◆ **SET EXERCISE 1**:
In the forum thread on Admiral Zephyr versus Whitebeard, where does the fight take place under the stated rules?
◆ **SET EXERCISE 2**:
In the Zephyr versus Whitebeard thread, why does Pacifista think Zephyr would never get to use the Dyna Rock?
◆ **SET EXERCISE 3**:
Reproduce the part of the Zephyr versus Whitebeard thread from "## Pacifista (Apr" up to and including "Imagine (Apr 17, 2013)".

◆ **EXCERPTED TEXT**:
-- begin --
# Admiral Zephyr VS Whitebeard



## Beatrice The Endless Witch (Apr 17, 2013)

Rules:
1. This is Whitebeard at the start of the war and Zephyr right before his fight with Luffy.
2. Zephyr gets 1 Dyna Rock
3. No prep
4. Fight takes place at Marineford
5. In character


VS


----------



## RF (Apr 17, 2013)

Whitebeard blasts his ass to the ground.


----------



## Pacifista (Apr 17, 2013)

There's no way he can defend against Whitebeard's incredible offense. He'd be beaten down before taking out the stone. 

And even if he did, if Z could survive it then it's assured that Whitebeard would.


----------



## Imagine (Apr 17, 2013)

Only person capable of beating a healthy WB is Roger.


----------



## Beatrice The Endless Witch (Apr 17, 2013)

This is not prime Whitebeard, this is the start of Marinford Whitebeard, and I think A dyna rock blast would definitely wound Whitebeard pretty bad.


----------



## Magician (Apr 17, 2013)

Z gets shit stomped.


----------



## Typhon (Apr 17, 2013)

Why a dyna stone? It'll take Z out too. Plus I'm pretty sure WB could tank that although be seriously injured. 

Z is strong, but without a dyna stone he hasn't shown an offensive power that matches the other fighters. He's a great tank though.


----------



## Tony Stark (Apr 17, 2013)
-- end --
◆ **RECORDED INFORMATION**:
-- begin --
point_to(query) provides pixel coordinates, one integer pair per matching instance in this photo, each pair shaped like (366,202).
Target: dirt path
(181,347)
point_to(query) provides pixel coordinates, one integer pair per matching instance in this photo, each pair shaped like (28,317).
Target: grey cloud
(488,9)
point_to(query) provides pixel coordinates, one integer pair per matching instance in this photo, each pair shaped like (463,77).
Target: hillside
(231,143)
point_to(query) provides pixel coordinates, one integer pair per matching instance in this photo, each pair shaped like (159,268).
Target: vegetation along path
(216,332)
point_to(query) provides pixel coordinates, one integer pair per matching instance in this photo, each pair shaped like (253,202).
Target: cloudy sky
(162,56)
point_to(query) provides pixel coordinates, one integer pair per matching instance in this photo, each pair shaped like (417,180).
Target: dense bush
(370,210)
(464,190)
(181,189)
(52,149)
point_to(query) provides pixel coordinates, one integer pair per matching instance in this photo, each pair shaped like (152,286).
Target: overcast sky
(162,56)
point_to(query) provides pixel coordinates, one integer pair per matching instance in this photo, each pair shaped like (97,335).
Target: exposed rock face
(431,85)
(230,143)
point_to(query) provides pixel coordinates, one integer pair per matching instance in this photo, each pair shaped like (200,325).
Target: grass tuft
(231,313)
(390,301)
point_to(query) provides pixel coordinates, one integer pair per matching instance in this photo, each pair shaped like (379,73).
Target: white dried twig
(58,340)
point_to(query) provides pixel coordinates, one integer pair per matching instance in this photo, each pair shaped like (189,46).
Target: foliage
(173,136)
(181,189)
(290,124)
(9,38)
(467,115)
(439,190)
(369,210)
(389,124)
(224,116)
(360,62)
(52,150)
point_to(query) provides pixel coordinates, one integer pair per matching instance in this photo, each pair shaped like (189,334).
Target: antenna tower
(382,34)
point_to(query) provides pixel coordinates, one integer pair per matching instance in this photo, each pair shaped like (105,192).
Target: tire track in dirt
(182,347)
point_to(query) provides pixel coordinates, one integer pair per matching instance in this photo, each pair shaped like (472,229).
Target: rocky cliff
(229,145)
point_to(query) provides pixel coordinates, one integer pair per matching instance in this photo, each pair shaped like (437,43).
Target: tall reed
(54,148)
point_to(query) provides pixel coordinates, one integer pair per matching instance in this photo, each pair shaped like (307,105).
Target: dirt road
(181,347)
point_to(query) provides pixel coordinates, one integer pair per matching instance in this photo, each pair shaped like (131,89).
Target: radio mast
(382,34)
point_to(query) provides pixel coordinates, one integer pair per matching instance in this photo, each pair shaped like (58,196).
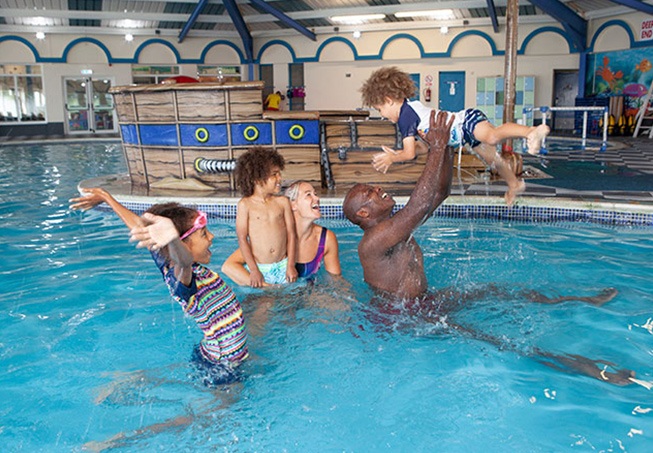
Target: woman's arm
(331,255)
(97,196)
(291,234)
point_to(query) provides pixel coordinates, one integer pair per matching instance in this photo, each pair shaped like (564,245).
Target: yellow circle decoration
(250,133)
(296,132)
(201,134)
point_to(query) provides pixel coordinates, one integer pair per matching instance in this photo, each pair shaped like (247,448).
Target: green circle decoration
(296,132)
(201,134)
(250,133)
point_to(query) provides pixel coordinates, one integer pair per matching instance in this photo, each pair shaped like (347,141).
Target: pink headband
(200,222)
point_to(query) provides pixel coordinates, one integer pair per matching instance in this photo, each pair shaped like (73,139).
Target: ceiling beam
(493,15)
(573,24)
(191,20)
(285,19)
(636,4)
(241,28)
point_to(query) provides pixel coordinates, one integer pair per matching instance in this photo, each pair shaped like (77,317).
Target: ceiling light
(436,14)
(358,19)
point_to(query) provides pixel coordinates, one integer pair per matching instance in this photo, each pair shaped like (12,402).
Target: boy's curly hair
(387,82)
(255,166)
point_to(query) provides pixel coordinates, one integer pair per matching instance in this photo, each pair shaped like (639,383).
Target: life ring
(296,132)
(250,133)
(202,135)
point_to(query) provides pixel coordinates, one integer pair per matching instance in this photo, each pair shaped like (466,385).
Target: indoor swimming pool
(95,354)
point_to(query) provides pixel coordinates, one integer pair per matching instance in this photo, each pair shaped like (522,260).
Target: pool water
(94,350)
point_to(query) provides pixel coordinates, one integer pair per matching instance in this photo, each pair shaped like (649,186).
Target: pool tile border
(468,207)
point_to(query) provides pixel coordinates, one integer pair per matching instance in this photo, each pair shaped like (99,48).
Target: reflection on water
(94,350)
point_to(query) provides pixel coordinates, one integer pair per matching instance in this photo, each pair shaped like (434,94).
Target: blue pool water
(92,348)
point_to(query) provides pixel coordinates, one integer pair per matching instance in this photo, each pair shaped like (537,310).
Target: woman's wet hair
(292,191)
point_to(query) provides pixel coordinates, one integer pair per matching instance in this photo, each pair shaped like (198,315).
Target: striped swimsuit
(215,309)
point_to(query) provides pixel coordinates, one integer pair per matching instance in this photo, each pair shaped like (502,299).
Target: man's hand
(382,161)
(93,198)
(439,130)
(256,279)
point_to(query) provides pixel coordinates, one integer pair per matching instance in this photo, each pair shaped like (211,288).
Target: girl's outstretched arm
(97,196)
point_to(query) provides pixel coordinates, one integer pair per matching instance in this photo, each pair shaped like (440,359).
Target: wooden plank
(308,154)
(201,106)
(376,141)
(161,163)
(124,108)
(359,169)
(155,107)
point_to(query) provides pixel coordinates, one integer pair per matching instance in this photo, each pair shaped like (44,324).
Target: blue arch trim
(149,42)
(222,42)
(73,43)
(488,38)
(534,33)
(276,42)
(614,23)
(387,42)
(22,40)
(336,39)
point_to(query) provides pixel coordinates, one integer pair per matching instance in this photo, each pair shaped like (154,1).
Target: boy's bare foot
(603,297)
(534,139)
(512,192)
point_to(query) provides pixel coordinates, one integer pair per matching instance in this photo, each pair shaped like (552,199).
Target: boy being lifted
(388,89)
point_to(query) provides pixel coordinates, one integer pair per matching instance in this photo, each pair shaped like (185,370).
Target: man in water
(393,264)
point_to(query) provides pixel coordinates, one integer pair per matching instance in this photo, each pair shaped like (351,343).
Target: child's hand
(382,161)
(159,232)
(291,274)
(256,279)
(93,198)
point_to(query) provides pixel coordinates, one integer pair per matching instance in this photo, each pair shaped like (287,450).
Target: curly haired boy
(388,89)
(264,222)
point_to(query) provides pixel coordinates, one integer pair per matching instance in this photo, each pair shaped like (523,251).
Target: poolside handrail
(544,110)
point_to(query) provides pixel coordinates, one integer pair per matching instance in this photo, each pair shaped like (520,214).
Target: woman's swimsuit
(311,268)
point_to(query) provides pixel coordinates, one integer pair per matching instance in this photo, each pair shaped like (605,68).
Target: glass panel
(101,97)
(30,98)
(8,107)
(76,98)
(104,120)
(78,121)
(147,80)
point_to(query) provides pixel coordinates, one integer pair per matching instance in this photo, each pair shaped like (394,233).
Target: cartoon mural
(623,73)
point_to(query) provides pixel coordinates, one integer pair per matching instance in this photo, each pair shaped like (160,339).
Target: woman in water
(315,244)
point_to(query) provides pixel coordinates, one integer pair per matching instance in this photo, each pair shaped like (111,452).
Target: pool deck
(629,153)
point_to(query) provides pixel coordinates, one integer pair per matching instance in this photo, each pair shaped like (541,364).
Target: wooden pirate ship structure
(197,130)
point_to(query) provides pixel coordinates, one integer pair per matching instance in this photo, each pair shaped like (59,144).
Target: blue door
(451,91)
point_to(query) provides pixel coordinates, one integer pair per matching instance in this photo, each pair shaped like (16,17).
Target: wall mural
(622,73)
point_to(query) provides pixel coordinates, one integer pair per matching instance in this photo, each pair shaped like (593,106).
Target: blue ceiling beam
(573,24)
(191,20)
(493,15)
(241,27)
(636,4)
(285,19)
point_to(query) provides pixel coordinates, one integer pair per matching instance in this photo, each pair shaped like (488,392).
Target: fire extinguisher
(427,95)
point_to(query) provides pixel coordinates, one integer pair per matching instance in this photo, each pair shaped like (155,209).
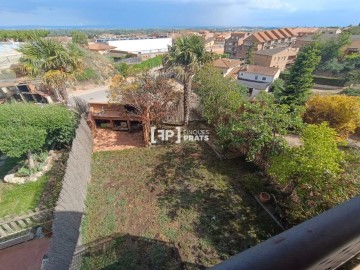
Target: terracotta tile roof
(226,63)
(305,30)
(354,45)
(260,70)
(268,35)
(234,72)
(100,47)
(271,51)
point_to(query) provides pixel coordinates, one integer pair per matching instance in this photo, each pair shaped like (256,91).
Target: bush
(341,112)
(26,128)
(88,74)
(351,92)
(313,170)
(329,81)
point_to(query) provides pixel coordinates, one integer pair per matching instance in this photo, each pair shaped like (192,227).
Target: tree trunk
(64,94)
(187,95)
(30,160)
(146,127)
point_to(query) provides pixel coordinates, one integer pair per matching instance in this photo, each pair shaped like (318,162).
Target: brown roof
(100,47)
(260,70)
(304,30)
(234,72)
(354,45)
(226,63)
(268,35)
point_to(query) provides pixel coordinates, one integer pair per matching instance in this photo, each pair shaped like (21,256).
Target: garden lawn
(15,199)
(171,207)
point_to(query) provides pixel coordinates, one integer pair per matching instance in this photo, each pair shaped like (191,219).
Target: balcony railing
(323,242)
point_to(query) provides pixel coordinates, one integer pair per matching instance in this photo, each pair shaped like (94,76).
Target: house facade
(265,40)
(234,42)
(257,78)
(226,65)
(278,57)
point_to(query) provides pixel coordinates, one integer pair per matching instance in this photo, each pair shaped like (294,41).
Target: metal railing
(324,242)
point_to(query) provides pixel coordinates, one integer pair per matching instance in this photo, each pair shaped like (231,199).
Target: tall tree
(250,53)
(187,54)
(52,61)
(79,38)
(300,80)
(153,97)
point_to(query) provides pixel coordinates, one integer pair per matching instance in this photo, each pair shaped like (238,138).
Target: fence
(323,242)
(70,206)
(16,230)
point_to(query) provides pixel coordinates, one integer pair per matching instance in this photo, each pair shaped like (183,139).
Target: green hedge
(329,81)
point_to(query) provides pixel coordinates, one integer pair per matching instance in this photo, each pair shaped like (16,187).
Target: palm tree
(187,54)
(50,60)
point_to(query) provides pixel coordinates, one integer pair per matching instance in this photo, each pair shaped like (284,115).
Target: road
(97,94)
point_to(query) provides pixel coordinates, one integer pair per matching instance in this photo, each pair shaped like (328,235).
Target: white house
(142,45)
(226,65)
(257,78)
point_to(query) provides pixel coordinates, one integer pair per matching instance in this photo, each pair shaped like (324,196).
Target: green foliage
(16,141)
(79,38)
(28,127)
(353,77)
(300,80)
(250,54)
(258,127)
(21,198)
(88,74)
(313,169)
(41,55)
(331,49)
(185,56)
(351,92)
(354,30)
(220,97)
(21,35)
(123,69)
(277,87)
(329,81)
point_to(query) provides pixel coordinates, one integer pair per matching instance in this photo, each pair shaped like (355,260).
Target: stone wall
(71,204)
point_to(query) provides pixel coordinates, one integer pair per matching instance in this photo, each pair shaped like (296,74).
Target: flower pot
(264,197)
-- end --
◆ **TASK RESPONSE 1**:
At Marineford.

◆ **TASK RESPONSE 2**:
Pacifista says Zephyr has no way to defend against Whitebeard's incredible offense. He would be beaten down before he could take out the stone.

◆ **TASK RESPONSE 3**:
## Pacifista (Apr 17, 2013)

There's no way he can defend against Whitebeard's incredible offense. He'd be beaten down before taking out the stone. 

And even if he did, if Z could survive it then it's assured that Whitebeard would.


----------



## Imagine (Apr 17, 2013)